◆ Work instructions ◆
List each line of the material below that contains the string "number". Treat case as significant.

── Stored rows

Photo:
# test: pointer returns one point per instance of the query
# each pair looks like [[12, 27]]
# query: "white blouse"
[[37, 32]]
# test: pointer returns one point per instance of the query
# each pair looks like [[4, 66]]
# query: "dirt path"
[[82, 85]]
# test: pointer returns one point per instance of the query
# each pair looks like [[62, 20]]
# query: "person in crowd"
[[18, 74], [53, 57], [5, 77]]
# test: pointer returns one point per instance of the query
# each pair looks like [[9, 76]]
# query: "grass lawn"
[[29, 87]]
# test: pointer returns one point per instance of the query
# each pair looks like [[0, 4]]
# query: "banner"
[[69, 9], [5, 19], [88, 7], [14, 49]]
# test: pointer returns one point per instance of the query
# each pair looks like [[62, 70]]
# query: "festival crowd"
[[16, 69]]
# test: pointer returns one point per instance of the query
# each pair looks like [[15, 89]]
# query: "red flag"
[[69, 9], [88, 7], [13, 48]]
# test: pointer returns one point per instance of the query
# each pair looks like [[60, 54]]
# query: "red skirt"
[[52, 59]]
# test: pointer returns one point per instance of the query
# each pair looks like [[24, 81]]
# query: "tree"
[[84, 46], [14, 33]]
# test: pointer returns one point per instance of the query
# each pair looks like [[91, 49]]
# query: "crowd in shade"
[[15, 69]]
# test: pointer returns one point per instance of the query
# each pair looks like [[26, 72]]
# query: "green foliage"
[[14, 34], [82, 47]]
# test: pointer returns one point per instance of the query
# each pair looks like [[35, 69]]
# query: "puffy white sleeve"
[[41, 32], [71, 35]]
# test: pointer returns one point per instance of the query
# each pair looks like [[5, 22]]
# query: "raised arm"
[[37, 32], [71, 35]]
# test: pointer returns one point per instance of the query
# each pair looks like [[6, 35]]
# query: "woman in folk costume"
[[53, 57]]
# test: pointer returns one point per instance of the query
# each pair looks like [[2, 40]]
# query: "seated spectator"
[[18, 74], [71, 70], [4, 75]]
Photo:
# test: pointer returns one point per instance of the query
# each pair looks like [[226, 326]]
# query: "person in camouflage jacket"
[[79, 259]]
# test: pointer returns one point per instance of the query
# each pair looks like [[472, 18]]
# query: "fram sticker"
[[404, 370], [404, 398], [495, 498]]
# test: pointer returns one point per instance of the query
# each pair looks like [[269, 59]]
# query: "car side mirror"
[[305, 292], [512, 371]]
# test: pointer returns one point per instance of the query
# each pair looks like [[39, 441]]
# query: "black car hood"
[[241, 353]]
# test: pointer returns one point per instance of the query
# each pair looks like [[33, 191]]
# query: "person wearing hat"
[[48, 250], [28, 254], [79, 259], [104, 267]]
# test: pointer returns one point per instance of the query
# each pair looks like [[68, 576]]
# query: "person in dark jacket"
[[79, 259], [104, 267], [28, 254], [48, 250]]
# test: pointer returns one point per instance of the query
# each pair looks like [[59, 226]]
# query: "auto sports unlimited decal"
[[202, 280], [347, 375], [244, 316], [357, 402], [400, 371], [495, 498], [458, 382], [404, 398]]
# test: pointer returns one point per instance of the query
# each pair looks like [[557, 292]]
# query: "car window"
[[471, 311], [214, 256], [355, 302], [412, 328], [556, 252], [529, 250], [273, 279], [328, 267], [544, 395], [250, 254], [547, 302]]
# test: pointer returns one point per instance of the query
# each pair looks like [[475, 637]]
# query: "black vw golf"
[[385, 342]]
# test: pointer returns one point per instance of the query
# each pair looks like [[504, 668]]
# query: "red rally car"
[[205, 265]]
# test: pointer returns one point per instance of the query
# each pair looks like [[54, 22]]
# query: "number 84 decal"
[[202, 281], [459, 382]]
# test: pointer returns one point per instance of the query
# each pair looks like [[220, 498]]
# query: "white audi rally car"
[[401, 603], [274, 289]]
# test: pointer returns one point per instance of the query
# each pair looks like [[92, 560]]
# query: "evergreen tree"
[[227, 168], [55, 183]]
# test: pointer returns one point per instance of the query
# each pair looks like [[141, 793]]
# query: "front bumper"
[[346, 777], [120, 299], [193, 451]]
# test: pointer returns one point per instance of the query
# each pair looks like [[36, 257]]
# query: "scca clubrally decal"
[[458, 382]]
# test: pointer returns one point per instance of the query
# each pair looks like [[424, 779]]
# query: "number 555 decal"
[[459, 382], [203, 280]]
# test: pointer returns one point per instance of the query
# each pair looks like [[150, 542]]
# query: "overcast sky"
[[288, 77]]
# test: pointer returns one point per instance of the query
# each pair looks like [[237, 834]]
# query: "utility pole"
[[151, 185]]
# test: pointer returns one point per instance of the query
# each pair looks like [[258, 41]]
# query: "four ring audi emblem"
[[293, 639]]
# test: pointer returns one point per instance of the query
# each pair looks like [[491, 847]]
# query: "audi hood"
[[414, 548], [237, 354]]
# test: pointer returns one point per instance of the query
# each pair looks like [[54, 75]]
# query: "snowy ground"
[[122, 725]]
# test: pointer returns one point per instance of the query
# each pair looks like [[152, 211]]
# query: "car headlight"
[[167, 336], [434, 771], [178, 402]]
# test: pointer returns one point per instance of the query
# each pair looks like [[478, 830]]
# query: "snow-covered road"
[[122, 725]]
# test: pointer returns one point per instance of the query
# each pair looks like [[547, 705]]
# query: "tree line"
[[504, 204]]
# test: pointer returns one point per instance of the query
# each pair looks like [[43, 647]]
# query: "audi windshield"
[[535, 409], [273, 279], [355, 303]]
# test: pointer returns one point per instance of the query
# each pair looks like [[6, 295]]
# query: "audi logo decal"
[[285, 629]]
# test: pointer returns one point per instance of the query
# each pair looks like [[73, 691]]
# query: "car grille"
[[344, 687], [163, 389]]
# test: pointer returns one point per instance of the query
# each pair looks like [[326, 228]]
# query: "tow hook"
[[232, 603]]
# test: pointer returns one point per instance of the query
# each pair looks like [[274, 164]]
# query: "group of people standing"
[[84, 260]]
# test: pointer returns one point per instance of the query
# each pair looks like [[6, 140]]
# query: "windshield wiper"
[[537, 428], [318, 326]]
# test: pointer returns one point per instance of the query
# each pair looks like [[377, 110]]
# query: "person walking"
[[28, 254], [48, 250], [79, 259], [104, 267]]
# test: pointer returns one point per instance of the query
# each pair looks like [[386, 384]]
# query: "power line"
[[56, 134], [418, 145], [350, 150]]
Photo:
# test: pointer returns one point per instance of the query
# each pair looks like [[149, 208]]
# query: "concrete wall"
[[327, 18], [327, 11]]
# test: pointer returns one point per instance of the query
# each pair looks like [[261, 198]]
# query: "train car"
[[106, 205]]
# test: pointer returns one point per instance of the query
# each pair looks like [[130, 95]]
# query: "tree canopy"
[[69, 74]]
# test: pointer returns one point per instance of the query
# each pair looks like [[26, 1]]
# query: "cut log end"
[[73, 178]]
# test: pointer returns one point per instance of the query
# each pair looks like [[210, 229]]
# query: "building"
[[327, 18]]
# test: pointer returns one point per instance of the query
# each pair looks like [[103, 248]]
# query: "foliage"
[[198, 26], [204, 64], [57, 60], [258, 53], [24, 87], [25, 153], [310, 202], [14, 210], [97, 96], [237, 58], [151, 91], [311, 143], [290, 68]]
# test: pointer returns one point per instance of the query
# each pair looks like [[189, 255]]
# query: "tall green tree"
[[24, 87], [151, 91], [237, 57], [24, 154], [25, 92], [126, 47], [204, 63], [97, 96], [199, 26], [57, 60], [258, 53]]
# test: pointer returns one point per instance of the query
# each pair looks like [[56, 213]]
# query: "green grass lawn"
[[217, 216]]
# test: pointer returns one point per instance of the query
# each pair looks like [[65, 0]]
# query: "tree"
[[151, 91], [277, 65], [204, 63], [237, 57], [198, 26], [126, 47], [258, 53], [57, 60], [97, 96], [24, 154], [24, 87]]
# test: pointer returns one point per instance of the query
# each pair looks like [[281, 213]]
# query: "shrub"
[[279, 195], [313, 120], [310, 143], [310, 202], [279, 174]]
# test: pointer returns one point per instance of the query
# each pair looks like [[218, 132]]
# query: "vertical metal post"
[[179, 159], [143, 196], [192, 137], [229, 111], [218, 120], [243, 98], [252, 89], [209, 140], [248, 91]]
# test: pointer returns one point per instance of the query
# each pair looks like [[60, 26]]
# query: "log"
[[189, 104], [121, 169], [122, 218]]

────

◆ Response to the task ◆
# query: "number 84 decal"
# query: "number 555 decal"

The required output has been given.